Passage shown:
DOOM (culturally speaking)

DOOOOM

(DOOM oft comes dressed in jester's motley rather than a sober banker's suit. My usual wheelhouse is economics, but I hope you'll forgive a quick foray into the Fine Arts building.)

Once again, university liberal-arts professors are fretting that their cushy gig vital field of study is in jeopardy.

Exhibit A.

Exhibit B.

Exhibit C.

To which I respond: liberal-arts programs have been ailing for decades. The humane thing would be to let them die with whatever modicum of dignity they have left.

My purpose in this essay is not to defend (or attack) "the arts" (the aaaaahts, in my plummiest fake English accent). The arts don't need defending (or attacking), and even if they did, there are lots of thick books written by people who are far smarter than me making the case. This essay is, instead, a broadside against university humanities departments, which are mostly terrible and not really worth rescuing.


We don't need university liberal arts programs to expose us to culture. Want some culture in your life? Hit YouTube and you can get all the culture you can choke down, for free. Art, music, dance, guided tours of great museums. Literature? The local library might still have a few books lying around if it hasn't given itself over completely to being a day-care facility for the homeless. Amazon will sell you any book you want, from "The Pilgrim's Progress" to "The Brothers Karamazov" to "The Vagina Monologues" and deliver it to your portable reading device in a matter of seconds. Amazon will also sell you a Blu-Ray of any opera or great film you want, and have it delivered right to your door by the next day. (Or stream it right to your TV, iPad, or smartphone.) Embarrassed for funds? You can download tens of thousands of public-domain books, films, and pieces of music for free from a variety of sources. In short, art has been transformed from a luxury good to a commodity good.

Challenges:
1/ Quote the passage of the essay on university liberal-arts programs starting at "(DOOM oft comes" and ending at "they have left.".
2/ Write the next part of the essay on university liberal-arts programs, picking up after its final sentence.

Given data:
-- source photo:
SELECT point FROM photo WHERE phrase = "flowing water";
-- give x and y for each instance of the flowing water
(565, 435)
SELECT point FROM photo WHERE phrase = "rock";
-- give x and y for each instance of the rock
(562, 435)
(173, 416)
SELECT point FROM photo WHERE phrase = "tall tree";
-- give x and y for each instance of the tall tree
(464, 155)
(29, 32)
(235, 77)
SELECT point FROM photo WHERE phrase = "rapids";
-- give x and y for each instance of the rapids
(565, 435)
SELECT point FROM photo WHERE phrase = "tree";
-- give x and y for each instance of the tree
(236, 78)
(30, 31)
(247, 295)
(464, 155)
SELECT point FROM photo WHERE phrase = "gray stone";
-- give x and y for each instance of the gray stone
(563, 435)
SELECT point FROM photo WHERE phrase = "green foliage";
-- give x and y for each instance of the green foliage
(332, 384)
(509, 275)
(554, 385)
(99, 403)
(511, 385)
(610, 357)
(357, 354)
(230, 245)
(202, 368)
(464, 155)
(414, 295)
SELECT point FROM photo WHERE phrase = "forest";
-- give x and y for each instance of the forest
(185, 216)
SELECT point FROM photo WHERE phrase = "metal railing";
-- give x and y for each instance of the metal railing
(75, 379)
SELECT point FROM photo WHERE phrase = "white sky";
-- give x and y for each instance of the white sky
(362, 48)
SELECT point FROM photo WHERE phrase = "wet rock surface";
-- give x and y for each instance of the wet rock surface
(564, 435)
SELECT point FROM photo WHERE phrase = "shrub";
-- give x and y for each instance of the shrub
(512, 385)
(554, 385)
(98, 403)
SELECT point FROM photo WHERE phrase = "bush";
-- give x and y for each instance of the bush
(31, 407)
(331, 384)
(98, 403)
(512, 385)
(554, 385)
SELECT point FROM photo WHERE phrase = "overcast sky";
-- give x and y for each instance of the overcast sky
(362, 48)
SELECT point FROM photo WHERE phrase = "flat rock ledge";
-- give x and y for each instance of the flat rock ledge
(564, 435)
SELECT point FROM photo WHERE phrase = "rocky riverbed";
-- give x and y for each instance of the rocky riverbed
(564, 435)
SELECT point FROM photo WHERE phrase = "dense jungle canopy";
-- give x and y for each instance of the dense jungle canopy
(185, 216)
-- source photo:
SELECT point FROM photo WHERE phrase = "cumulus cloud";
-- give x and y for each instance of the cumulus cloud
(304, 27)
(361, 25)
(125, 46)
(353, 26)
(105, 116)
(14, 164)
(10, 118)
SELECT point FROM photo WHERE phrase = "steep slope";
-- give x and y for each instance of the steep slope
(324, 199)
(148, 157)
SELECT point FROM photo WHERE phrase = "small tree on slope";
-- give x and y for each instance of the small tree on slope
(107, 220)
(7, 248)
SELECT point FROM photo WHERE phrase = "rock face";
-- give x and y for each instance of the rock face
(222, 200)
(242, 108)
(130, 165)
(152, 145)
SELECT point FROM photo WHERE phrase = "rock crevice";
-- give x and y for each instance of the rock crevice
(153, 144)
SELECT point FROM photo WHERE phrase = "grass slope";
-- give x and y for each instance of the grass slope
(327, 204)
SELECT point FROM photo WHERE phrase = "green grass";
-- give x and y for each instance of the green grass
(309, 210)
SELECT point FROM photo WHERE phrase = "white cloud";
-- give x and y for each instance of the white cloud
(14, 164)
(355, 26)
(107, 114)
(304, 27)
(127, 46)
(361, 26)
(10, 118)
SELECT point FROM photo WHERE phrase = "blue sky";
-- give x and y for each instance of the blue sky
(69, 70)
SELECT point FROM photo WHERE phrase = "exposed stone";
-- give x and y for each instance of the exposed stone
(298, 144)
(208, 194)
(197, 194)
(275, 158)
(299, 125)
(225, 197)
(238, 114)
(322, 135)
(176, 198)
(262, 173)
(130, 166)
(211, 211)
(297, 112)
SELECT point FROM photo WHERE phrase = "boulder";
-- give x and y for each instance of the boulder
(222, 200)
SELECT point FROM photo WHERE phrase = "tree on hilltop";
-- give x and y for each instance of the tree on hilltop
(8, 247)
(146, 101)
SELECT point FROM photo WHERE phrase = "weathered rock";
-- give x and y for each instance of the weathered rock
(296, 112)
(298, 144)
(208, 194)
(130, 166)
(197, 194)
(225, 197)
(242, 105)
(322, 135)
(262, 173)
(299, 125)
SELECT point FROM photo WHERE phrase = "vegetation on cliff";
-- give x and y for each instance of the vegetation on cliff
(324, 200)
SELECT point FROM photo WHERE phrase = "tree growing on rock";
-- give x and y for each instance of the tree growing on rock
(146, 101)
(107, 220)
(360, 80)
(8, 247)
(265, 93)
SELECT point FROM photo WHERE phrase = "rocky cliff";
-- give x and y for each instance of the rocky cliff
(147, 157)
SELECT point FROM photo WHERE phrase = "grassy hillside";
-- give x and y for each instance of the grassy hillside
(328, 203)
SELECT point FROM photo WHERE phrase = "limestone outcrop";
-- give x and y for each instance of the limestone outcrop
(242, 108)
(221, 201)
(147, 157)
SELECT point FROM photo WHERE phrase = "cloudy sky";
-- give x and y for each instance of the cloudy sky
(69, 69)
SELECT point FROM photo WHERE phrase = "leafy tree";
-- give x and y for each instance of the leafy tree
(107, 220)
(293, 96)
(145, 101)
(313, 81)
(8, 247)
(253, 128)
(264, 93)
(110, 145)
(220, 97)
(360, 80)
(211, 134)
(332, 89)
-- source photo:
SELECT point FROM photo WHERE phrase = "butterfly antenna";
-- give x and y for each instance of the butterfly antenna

Responses to the exercise:
1/
(DOOM oft comes dressed in jester's motley rather than a sober banker's suit. My usual wheelhouse is economics, but I hope you'll forgive a quick foray into the Fine Arts building.)

Once again, university liberal-arts professors are fretting that their cushy gig vital field of study is in jeopardy.

Exhibit A.

Exhibit B.

Exhibit C.

To which I respond: liberal-arts programs have been ailing for decades. The humane thing would be to let them die with whatever modicum of dignity they have left.

2/
"But wait!" the academics cry. "Who's going to teach you how to understand all this stuff? How to interpret it? How to uncover all the subtleties and meanings in it?"

In this response you get two fallacies for the price of one: that the average citizen requires someone to perform this task, and that universities are capable of performing it even if it were necessary.

If mediation is necessary for the average person to understand art (and sometimes it is), then this mediation is available in profusion via the same channels as the arts themselves. The local library, your parents, friends, the internet, book clubs, private teachers, interested amateurs...the list goes on and on. These are the vectors by which "culture" is injected into society. We learn culture from the artists and from our fellow men, not from learned dons who sit around stroking their beards and fretting about the malign influence of the hegemonic white-male patriarchy.

"But the internet is full of lies, mistakes, craziness, and utter junk!" the humanities profs might reply.

This is true. But this is also true of university humanities departments. At least YouTube won't charge you thirty grand a year to teach you nonsense.

Most university liberal arts programs are not really about the arts; they are about politics as expressed through art. These politics are nearly unanimously leftist, and even worse disdain the very social and cultural constructs that gave birth to the "liberal arts" in the first place: literacy, religious belief, cultural confidence, and the notion of excellence in artistic execution as well as artistic intent. The purpose of instruction in many cases is not to teach why this or that work of art is great; the intent is to instead subvert the work and show why it is not great (because the artist is too white, too male, too European, too far outside the Progressive political frame to be acceptable to correctly-thinking people).

These are the wages of relativism and deconstructionism and "critical theory": there is no magnetic north the artistic compass can point to. There is no way to navigate this ocean. All the humanities professor can say is that since one point is as good as any other, maybe it's better to just stay where you are. If you must move, any random direction is pretty much the same - there's no real destination, so you can never be lost. This theory of the arts asks little and returns little; it nourishes neither life nor spirit. Perhaps this is why the humanities courses in universities are dying out.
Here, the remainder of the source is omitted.